►

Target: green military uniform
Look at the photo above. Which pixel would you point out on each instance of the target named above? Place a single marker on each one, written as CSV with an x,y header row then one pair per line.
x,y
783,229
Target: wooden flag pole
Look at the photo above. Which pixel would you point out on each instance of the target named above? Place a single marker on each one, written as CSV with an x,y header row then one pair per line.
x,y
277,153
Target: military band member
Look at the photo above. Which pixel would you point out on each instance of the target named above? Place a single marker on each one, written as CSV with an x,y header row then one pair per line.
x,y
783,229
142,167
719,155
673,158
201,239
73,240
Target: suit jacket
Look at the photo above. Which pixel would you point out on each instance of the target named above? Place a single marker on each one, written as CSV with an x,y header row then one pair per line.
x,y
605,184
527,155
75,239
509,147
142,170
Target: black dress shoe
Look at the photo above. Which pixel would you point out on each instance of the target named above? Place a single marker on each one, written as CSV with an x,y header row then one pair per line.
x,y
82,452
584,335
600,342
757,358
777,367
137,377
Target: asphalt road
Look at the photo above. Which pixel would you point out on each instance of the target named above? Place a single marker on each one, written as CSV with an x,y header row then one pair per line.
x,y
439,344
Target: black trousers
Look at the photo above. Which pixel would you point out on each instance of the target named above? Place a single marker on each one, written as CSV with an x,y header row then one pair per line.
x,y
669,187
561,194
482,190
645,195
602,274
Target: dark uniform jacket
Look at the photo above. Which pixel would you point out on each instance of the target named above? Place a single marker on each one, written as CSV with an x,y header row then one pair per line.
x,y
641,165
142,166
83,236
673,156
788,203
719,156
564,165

◄
►

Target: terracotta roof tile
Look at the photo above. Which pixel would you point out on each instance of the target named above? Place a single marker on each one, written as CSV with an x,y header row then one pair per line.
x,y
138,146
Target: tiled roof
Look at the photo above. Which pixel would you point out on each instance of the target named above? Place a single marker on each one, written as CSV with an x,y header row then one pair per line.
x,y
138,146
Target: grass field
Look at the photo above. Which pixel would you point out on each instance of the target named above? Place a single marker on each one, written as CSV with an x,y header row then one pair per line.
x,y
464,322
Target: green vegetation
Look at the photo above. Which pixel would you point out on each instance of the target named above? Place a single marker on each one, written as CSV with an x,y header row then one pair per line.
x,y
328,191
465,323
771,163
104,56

◄
►

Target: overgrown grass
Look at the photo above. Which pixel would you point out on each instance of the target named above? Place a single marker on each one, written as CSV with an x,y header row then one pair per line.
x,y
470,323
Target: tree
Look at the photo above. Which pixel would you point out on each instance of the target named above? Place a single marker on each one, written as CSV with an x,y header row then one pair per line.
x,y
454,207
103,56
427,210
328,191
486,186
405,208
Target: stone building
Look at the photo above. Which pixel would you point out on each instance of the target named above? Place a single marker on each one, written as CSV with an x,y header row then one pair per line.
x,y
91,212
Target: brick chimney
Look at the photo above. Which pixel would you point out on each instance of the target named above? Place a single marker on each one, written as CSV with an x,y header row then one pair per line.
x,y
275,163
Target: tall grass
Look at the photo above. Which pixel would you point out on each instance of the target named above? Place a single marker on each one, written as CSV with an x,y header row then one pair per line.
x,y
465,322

◄

> _PROBLEM_
Extract every line of the records above that contains the word "military".

> _RESPONSE TO THE TASK_
Target: green military uniform
Target: military band member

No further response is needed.